# [Action item]
Restate the listing below line for line and word for word, without the pictures.
[Data extracts Boundary: Start]
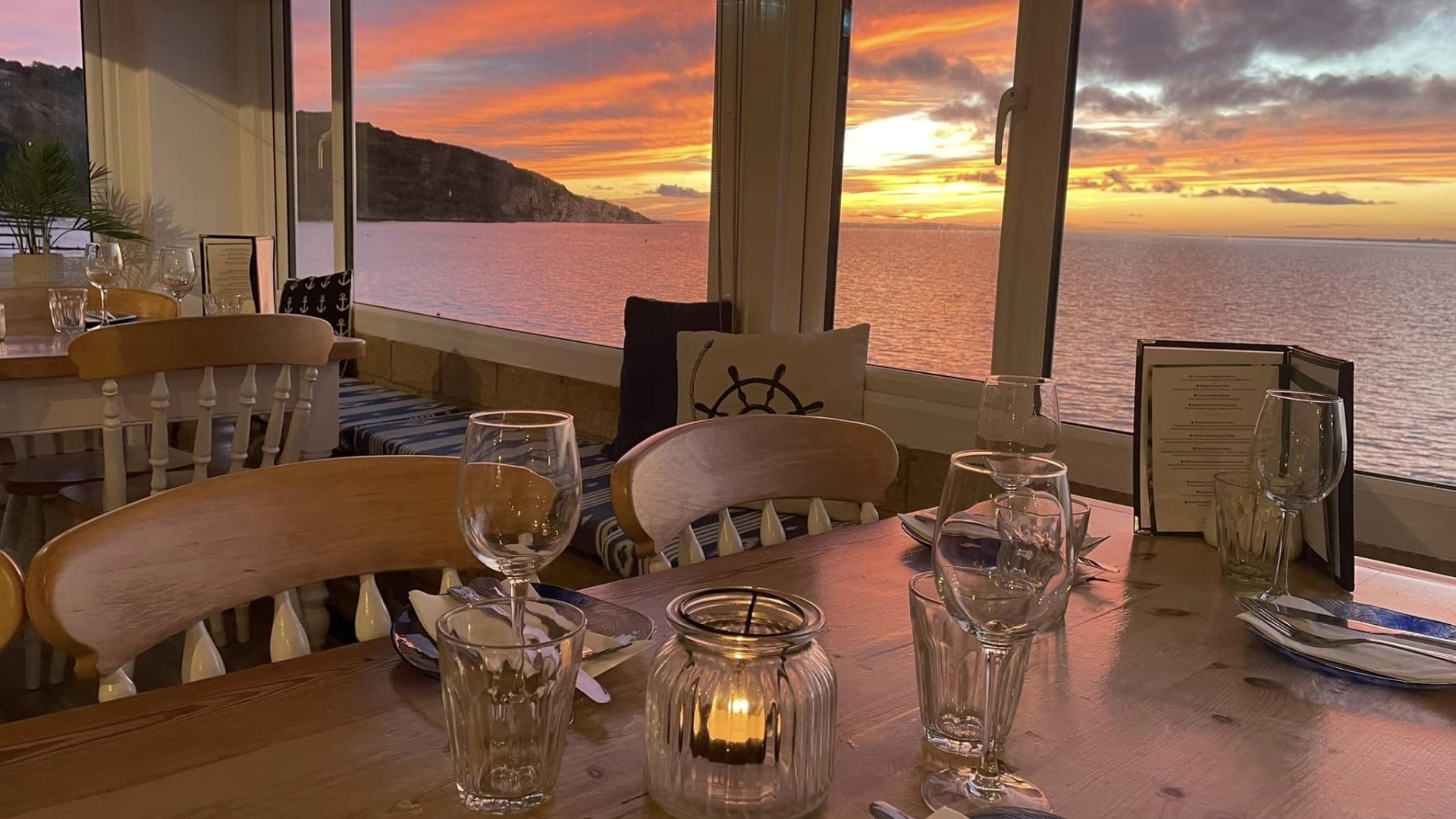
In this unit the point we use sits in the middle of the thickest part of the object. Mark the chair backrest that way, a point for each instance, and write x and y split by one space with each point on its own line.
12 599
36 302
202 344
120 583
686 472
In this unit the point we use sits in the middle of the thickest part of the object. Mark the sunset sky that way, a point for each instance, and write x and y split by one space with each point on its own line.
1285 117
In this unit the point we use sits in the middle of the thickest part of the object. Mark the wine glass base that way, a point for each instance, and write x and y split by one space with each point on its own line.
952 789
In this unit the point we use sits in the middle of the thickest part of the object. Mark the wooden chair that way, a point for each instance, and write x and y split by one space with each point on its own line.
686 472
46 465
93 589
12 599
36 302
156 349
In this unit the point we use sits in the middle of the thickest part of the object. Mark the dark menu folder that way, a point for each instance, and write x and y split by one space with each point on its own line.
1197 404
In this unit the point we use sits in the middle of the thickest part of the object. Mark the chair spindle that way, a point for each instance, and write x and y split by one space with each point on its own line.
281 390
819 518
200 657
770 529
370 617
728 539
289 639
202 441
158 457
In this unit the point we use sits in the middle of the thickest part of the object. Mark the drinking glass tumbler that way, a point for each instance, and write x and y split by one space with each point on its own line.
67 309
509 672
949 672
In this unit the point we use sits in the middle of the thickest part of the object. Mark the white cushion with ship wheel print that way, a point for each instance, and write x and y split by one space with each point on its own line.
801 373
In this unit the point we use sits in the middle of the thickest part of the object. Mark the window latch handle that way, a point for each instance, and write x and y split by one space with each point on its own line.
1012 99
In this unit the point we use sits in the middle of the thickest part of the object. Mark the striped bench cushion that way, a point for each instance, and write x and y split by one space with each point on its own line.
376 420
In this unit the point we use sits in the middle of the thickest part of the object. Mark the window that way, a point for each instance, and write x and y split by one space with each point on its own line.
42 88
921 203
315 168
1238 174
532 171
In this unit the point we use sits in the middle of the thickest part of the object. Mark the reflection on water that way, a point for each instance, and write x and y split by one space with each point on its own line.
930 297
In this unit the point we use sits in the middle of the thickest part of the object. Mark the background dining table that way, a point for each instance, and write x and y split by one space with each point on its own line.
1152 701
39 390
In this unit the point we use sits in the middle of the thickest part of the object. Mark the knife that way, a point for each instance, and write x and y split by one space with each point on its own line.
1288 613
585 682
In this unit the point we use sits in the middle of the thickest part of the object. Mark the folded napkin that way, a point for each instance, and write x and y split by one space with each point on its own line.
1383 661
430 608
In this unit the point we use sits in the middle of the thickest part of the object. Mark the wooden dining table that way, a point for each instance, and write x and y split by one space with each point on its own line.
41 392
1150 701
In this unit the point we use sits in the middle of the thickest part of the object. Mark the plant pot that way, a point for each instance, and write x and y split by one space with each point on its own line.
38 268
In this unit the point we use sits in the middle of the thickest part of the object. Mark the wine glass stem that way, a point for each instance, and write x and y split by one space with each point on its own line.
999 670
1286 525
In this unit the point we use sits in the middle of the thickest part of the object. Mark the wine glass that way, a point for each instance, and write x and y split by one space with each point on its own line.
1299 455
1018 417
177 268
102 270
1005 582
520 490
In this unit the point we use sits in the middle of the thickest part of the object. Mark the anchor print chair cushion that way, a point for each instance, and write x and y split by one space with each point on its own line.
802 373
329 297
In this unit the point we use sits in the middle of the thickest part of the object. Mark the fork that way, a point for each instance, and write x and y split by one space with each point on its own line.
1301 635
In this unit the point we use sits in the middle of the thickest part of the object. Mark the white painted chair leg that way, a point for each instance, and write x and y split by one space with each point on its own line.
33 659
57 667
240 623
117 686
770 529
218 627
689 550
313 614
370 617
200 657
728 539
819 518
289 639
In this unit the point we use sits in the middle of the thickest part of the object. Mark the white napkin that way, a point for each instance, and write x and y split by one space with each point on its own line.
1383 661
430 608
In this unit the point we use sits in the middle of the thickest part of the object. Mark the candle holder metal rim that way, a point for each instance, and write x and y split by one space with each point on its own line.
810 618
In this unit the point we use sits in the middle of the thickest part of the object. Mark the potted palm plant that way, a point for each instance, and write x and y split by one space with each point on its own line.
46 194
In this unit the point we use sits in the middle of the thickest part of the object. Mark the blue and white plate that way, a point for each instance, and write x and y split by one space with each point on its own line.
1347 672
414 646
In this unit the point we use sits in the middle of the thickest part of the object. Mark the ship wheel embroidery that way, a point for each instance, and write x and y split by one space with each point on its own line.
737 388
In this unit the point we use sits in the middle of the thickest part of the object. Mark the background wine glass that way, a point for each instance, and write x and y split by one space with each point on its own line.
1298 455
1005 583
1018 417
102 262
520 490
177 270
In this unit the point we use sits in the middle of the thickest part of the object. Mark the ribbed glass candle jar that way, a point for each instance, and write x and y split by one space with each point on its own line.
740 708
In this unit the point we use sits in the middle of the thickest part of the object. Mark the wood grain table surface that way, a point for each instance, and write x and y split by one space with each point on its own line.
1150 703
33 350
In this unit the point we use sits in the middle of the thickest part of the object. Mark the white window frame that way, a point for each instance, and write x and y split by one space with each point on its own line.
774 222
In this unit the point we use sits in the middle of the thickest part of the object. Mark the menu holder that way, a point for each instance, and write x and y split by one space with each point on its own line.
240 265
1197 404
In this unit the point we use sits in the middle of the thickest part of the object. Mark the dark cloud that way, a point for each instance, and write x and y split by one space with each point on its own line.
[Data extracts Boundary: End]
# [Response to the task]
In this unit the point we use sits in the middle of the thickest part of the object. Mark the chair backrest that way, a point for each instance, and write x and y split by one space with each point on its own line.
12 599
36 302
202 344
120 583
686 472
In this unit the point we use sits in the middle of the thickest part of the object. Mark the sunset sky that way, a point for each instance, and write x and y split by one space with each point on its own line.
1285 117
In this unit the point we use sits in the middle of the thickest part of the object. Mark the wine glass base that way, a point for each instance, and write x and y split by one space with each point on its own line.
952 789
In this unit the point we use sits in the middle of the thickest part of the object. Mark the wooden chair that way, a point for each instance, and write x and y split by one space with each point on its own line.
686 472
46 465
93 589
12 599
36 302
156 349
In this unit the point we use sits in the middle of the thickest part of the object. Mark the dark menu folder that way, a point for each instance, and write x and y split by one space with each point on its own line.
1197 404
In this unit the point we use sits in the middle of the thickest part of the object. Mark the chair spindle that way, a point for each instance, and write x and y split by one space with each point on its own line.
281 390
819 518
200 657
770 529
370 617
728 539
289 639
202 441
158 457
In this unit the point we use sits in the middle of the thickest part of the object. Mark the drinking glass tumbler that way, a point for each instance, and write x and y split by one space with each point on its own line.
67 309
509 672
949 672
In this unit the point we use sits in the middle of the thickest part of the object. Mark the white cushion with ship wheel print that way, a point for each instance, and write x and y split by one space with each point on its own line.
801 373
In this unit the point we use sits in the middle of the thickest part of the object. Mark the window latch handle that way, a point for each instance, and write x and y split by one space with each point on its own line.
1012 99
In this unit the point we use sits in the middle of the thickest part of the object. Mark the striped bench cushion that way, a point for each instance, and write x and y split by one space with each point on its own line.
376 420
In this unit the point we use sits in the middle of the thickest part of the object. Mark the window that way, a point for each instance, and write x and y split by one space with each point on its own line.
42 88
921 203
315 168
1238 174
532 171
In this unit the point we use sits in the middle of the thickest part of the object. Mark the reflection on water that way, a point for each instance, and write x and y split by one space with each point on its own line.
930 297
In this unit the point we use sits in the middle of the thickest part of the object. Mark the background dining table that way, a point for each instance, and write x and y split by one space with each point on its own line.
1152 701
39 390
In this unit the point we use sits in the middle of the thickest part of the object. Mark the knife that way, a point for each instance, and write x and y split by one space with each point on its own line.
1288 613
585 682
In this unit the point we use sits in the middle of the thickest part of the object. Mark the folded napkin that way, a point for each instance, and write x and y split by one space with each point on its own line.
1383 661
430 608
In this unit the point we use sits in the middle of the thickest part of the object. Mark the wooden dining table that way, a point for each instance, and write x and y split by one space with each point on its own line.
41 392
1150 701
In this unit the point we use sits in the middle of the thickest part of the object. Mark the plant pot that way, a point for each instance, and write x and y split by one space with each point on its own line.
38 268
In this unit the point we use sits in the middle of the thickest part of the object. Mark the wine glass stem that way, a point for each instance, and write x and y split by one space with each point on its own line.
999 670
1286 525
In this unit the point we use sits in the middle of the thickest part of the object. Mark the wine glass that way, a point for each instance, and write x and y split by one space with each point on its own line.
1299 455
1018 417
177 268
102 270
1005 582
520 490
In this unit the point we use sits in the middle of the thickest part of the object. Mark the anchor print chair cushion that way, a point for each instance, and write x and y split by one space with each point on its own line.
802 373
329 297
In this unit the point we use sits in the middle of the thickest part of the object. Mark the fork that way, a point for each instance, and write x and y split by one space with each point on its own line.
1301 635
In this unit the point we use sits in the middle of the thickest part of the object. Mark the white painted chair leg that way, a point for each instance, and write x and y split by one space with each point on its own line.
33 659
57 667
240 623
117 686
770 529
218 627
689 550
313 614
370 617
200 657
728 539
819 518
289 639
In this unit the point we use sits in the middle of the thickest part of the object. Mark the white napkin that way, a point for each instance, and write x and y split by one space with each point on its own line.
1383 661
430 608
In this unit the point we use sits in the middle of the thickest part of the object. Mark the candle holder metal rim that way, a point for each instance, and write x and y split by one space with each point on its own line.
810 618
In this unit the point we use sits in the middle of the thickest part of the object. Mark the potted palm plant that way, a point for each instance, and write x and y split by one space with each point on its own line.
46 194
In this unit the point we use sits in the middle of the thickest part of the object. Mark the blue and white plate that way, a point for each instance, and write x and y split by one space with each point on its own line.
1347 672
414 646
In this unit the point we use sits in the middle of the thickest part of the object. Mark the ship wheel embroidery that way, a point for each instance, and write x and y split by one space with each point on its own line.
737 388
In this unit the point we use sits in the middle of the thickest part of the object. Mark the background wine glass that way, a point for each instance, and write x and y split by one space with each point on its own line.
1298 455
1005 583
1018 417
102 262
520 490
177 270
In this unit the point we use sits in the middle of the thickest part of the object. Mark the ribbed glass candle jar that way, a point for each instance, and write x and y split by one space with each point on its own line.
740 708
In this unit the point we use sits in the middle of the thickest part of the object. Mark the wood grain table surface that way, a point for each instance, and write x and y split by one space with each point on its own line.
1150 703
33 350
In this unit the point we use sits in the middle of the thickest part of the object. Mark the white window frame that way, a point for each instance, and write x and y split by one space with each point on its own line.
774 222
In this unit the point we use sits in the middle of the thickest part of the object. Mark the menu holder that way, a point for each instance, and write x and y split by one space with each point on its own line.
240 265
1197 404
In this unit the point we use sits in the middle of the thickest part of the object. Mark the dark cloud that way, a point for each instance, and write x and y split by one space with each point on its own line.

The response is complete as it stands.